• EXCERPT:
Analysis recommends engagement in special cooperative measures on counter-trafficking and climate change, as well as on crisis preparedness and response
Over half of child trafficking victims across the world are trafficked within their own country, according to a new report.
The report, titled From Evidence to Action: Twenty Years of IOM Child Trafficking Data to Inform Policy and Programming, was prepared by International Organization for Migration (IOM) and François-Xavier Bagnoud Center for Health and Human Rights at Harvard University.
The report was published on the IOM website on June 5, 2023. It is based on the analysis of extensive, globally sourced data, using the IOM Victims of Trafficking Database (VoTD).
The VoTD is the largest available international database of individual victims of trafficking. It contains primary data collected from approximately 69,000 victims of human trafficking.
These victims belong to 156 nationalities and were trafficked in 186 countries. They registered with IOM in 113 countries where the Organization works.
About 18.3 per cent of VoTDs in the database were children.
Child trafficking victims come from all backgrounds and genders, according to the report. Some 57.4 per cent of child victims were female and 42.6 per cent were male according to the dataset.
The report noted that no age range is immune to child trafficking. Child victims ranged from 0 to 17 years old, it added.

[Saved entries]
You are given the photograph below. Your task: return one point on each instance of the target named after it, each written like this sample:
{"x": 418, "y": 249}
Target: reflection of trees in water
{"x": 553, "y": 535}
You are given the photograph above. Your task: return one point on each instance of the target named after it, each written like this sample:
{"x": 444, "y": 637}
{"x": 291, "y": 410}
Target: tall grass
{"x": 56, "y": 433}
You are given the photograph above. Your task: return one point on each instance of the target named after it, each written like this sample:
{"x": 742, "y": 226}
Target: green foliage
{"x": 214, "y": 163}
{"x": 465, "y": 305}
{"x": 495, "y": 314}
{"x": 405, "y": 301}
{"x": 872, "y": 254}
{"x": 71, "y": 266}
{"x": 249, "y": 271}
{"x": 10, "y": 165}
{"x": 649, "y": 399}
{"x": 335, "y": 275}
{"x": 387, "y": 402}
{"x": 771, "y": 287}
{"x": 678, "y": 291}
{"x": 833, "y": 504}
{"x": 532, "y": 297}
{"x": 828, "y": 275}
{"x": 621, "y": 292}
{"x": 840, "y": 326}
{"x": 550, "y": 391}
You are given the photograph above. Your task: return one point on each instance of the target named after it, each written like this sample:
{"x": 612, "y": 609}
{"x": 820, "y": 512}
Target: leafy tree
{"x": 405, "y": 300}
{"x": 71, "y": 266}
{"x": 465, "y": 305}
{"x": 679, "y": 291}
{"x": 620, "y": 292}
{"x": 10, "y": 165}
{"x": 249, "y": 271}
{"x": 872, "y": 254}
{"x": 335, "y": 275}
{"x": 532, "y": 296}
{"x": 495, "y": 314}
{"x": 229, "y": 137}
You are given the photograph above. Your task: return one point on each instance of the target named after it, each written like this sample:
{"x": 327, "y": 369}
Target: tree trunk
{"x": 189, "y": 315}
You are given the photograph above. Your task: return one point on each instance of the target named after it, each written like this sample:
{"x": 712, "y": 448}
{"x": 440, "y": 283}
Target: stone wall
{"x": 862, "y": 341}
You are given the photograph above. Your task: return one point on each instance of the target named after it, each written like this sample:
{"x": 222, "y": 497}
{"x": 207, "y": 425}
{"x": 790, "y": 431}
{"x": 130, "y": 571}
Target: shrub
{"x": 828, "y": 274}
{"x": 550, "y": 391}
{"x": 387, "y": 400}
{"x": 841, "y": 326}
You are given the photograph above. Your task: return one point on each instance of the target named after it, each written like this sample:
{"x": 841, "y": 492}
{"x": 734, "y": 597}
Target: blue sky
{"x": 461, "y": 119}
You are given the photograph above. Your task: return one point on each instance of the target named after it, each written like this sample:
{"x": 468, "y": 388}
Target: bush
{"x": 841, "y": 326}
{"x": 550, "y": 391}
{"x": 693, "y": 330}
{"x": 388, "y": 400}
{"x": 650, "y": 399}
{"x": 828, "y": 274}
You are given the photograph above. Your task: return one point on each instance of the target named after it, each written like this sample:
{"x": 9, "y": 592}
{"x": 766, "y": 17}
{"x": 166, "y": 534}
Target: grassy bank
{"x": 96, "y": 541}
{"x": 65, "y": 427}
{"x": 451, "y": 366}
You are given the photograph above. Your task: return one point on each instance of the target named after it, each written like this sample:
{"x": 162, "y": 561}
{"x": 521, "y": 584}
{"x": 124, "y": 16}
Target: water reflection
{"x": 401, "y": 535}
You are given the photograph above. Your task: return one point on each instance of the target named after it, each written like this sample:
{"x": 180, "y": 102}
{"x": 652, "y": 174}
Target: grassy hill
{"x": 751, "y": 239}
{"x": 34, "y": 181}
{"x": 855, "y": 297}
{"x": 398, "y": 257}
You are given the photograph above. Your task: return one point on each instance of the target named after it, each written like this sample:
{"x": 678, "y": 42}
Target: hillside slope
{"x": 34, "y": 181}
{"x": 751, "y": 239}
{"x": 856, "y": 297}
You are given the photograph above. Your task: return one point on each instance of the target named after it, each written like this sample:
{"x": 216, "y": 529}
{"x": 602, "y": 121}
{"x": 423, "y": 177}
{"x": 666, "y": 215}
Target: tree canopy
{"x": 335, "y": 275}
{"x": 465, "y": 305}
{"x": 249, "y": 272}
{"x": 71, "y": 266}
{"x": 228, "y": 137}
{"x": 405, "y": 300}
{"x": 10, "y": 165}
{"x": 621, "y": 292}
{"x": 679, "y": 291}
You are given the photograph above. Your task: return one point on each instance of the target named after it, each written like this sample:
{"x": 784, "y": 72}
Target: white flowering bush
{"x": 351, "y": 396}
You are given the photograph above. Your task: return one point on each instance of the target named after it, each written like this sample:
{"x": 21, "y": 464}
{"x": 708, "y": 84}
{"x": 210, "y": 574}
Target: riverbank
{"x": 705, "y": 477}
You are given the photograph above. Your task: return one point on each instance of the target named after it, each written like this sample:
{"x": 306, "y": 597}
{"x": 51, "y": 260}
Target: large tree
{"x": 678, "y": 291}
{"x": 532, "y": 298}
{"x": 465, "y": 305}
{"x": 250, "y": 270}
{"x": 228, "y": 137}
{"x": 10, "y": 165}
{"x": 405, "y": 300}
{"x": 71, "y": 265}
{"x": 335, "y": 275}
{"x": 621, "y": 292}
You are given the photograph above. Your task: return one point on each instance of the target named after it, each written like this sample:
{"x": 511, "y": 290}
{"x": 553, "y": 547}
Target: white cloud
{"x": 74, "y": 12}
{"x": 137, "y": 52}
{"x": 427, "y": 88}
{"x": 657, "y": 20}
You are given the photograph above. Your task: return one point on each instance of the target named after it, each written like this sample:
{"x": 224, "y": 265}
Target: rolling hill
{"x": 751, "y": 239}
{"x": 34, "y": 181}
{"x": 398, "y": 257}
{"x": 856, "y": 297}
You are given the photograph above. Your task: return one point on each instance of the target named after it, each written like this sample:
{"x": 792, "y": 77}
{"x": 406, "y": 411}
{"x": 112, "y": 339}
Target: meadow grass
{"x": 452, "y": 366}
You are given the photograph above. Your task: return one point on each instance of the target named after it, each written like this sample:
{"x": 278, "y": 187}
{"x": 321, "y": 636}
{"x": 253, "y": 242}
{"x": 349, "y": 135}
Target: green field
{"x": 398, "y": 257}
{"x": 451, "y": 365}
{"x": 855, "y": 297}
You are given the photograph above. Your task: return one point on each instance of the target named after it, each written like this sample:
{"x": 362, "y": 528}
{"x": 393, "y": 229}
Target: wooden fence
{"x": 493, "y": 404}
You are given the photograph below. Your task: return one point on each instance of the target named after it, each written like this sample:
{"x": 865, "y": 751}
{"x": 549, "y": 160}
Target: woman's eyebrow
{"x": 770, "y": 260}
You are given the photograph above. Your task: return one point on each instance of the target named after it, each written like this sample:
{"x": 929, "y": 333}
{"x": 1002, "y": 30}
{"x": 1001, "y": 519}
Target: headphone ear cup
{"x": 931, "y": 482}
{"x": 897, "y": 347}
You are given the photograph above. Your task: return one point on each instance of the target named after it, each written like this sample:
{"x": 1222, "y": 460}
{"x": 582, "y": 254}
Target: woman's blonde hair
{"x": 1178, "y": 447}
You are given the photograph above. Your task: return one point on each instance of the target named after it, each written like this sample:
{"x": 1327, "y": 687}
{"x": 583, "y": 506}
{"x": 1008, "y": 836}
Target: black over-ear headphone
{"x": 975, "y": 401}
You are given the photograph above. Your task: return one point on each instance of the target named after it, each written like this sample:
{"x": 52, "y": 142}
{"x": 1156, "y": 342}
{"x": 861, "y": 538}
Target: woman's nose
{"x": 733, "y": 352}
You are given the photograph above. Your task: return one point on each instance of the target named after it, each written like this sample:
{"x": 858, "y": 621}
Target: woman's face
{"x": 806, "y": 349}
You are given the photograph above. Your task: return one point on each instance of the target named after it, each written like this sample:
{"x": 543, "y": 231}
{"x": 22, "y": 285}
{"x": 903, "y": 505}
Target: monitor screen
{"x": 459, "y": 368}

• WORK ORDER 1: In the article on child trafficking, what percentage of child victims in the dataset were female?
• WORK ORDER 2: Continue the article on child trafficking from where it stops.

• ANSWER BOX 1: 57.4 percent

• ANSWER BOX 2:
Children aged 13-17 formed the largest group of child victims (46.6 per cent), based on the age reported at the time of IOM registration.
A small but significant percentage of child victims (12.6 per cent) were aged between 0 and 2 years old at the time of IOM registration, indicating that these victims were likely born into trafficking.
Close to half of the child victims of trafficking (43.4 per cent) were being trafficked for forced labour (mainly boys), in a wide range of industries, such as domestic work, begging and agriculture.
Sexual exploitation, including through prostitution, pornography, and sexual servitude, is also prominent, affecting 20 per cent of trafficked children, predominantly girls.
The report noted that victims trafficked for sexual exploitation were commonly trafficked internationally, while those trafficked for forced labour were more likely to be trafficked domestically.
In cases of international trafficking, children are mostly trafficked to neighbouring, wealthier countries, according to the report.
Child victims reported being exploited in domestic work (14.5 per cent), begging (10.2 per cent), hospitality (3.4 per cent) and agriculture (3.3 per cent). Female child victims are more likely to report sexual exploitation (30.3 per cent) than male child victims (7.3 per cent).
About 37.3 per cent of child victims originating from Europe and Central Asia were trafficked for sexual exploitation. Over 56.9 per cent of identified child victims had been trafficked within their country of origin.
The report also noted that recruiters — individuals or groups that introduce victims to the situation that leads to trafficking — are often close to child victims.
More than half of the child victims reported the involvement of friends and family in their recruitment into trafficking (37.4 per cent and 14.7 per cent, respectively; 51.1 per cent, taken together).
Family and friends play an important role in the recruitment of children in countries where either widespread or localised extreme poverty is common.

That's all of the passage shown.